(Source passage)

The perfect melt-in-your-mouth blueberry cake baked in cast iron

Last Updated on August 5, 2024 by Michelle

The older I get, the more I bake, and the more I experiment with grandmom’s cast iron recipes, the more I’m realizing that the secret to amazing baking is simply going back to the way Grandmom baked. And boy, let me tell you, grandmom gave the perfect name to my favorite of all of her recipes: Melt-in-Your-Mouth Blueberry Cake.

For me this week, part of going back to the way Grandmom baked included harvesting the fresh-picked blueberries myself. I was extra elated to spend my birthday morning doing just that.

Delay gratification

While there are a lot of things I love about living in New England, mountain hikes with majestic views and the rewards of wild blueberries is definitely on the top of my list. (This week’s hike overlooked a harbor of the beautiful Lake Winnipesauke. I wrote about Winnipesaukee, one of my favorite lakes, in this post.)

As I picked the tiny blue berries in the morning mountain breeze, I thought often of the delicious moist taste of the blueberry cake that I hadn’t had for almost a year. And I wondered how much of the secret to baked perfection is also in delayed gratification. That’s something we don’t know much about today when we buy a boxed cake on aisle 18 of the brightly lit grocery story–a box that proudly announces its contents are good for 4 more weeks because it’s loaded with unnatural ingredients and preservatives.

(Recorded data)
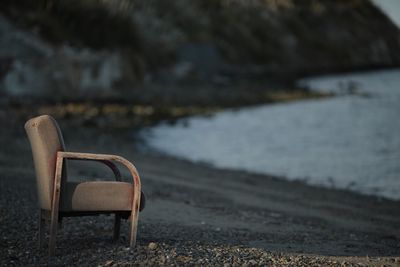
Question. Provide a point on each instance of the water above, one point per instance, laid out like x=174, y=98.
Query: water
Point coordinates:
x=349, y=141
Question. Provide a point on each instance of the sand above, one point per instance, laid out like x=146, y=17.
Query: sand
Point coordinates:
x=195, y=214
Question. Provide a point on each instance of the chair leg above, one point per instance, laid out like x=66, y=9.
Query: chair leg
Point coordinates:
x=42, y=224
x=134, y=225
x=117, y=226
x=53, y=234
x=60, y=223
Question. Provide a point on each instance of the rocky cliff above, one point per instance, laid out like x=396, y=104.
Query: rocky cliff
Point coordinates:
x=89, y=47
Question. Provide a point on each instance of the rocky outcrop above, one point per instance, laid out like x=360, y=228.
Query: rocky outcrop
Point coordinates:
x=71, y=48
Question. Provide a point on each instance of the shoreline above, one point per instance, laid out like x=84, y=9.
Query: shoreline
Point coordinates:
x=197, y=214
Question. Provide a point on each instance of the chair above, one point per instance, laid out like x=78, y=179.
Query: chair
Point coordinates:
x=60, y=198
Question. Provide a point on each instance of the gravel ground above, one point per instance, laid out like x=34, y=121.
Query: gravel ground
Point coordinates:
x=195, y=216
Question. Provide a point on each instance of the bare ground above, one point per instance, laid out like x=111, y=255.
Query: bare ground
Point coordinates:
x=195, y=214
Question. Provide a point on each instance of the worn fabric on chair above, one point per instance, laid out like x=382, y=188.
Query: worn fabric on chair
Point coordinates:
x=46, y=140
x=97, y=196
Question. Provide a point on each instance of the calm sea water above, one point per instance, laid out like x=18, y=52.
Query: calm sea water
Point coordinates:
x=350, y=141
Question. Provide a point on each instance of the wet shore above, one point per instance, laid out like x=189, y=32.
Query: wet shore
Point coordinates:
x=195, y=214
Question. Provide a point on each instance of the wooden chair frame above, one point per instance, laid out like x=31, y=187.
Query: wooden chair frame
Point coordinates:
x=55, y=216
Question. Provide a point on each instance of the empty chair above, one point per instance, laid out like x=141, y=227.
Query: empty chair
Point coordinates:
x=59, y=197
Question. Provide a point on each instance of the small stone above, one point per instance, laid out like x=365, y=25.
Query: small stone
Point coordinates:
x=252, y=262
x=109, y=263
x=152, y=245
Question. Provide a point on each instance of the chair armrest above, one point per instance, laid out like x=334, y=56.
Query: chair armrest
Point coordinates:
x=61, y=155
x=105, y=159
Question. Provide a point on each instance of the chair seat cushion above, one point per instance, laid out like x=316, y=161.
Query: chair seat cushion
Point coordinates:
x=96, y=196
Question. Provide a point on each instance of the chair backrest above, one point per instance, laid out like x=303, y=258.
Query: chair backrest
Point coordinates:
x=46, y=140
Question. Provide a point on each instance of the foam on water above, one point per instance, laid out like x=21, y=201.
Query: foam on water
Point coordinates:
x=349, y=141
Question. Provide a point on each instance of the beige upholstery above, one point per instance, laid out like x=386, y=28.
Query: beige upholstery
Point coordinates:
x=60, y=198
x=97, y=196
x=46, y=140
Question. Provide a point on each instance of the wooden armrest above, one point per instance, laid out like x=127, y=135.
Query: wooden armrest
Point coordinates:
x=93, y=157
x=61, y=155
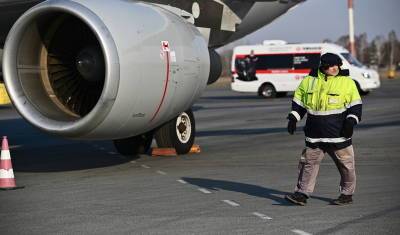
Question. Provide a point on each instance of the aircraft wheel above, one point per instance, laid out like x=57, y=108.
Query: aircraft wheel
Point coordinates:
x=178, y=133
x=135, y=145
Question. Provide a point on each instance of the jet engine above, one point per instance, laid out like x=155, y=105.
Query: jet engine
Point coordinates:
x=103, y=69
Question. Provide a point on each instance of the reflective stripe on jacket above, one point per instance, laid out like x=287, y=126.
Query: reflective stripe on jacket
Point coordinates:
x=328, y=101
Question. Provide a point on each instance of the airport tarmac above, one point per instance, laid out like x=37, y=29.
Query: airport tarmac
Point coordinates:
x=236, y=185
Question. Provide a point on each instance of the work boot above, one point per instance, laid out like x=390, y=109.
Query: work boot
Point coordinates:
x=343, y=200
x=297, y=198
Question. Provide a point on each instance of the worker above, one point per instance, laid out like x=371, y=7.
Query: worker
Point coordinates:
x=333, y=106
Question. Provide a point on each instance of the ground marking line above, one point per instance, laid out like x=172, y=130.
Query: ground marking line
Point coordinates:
x=300, y=232
x=232, y=203
x=262, y=216
x=203, y=190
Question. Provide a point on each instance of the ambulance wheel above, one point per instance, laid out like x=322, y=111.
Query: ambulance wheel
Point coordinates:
x=135, y=145
x=178, y=133
x=267, y=91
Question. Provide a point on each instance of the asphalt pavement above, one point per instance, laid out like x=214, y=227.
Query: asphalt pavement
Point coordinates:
x=236, y=185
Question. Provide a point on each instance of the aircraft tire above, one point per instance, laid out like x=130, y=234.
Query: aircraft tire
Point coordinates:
x=267, y=91
x=135, y=145
x=178, y=133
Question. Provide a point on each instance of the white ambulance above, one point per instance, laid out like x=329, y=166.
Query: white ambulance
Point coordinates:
x=281, y=66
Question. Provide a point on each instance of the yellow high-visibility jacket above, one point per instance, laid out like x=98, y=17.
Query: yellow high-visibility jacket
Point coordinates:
x=328, y=101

(Exercises to complete)
1. In the blueberry cake post, what name did grandmom give to the writer's favorite of her recipes?
2. List every number written in digits in the blueberry cake post, in the order they appear.
3. Set down the portion of the blueberry cake post starting at "Delay gratification" and ending at "ingredients and preservatives.".

(List of solutions)
1. Melt-in-Your-Mouth Blueberry Cake

2. 5, 2024, 18, 4

3.
Delay gratification

While there are a lot of things I love about living in New England, mountain hikes with majestic views and the rewards of wild blueberries is definitely on the top of my list. (This week’s hike overlooked a harbor of the beautiful Lake Winnipesauke. I wrote about Winnipesaukee, one of my favorite lakes, in this post.)

As I picked the tiny blue berries in the morning mountain breeze, I thought often of the delicious moist taste of the blueberry cake that I hadn’t had for almost a year. And I wondered how much of the secret to baked perfection is also in delayed gratification. That’s something we don’t know much about today when we buy a boxed cake on aisle 18 of the brightly lit grocery story–a box that proudly announces its contents are good for 4 more weeks because it’s loaded with unnatural ingredients and preservatives.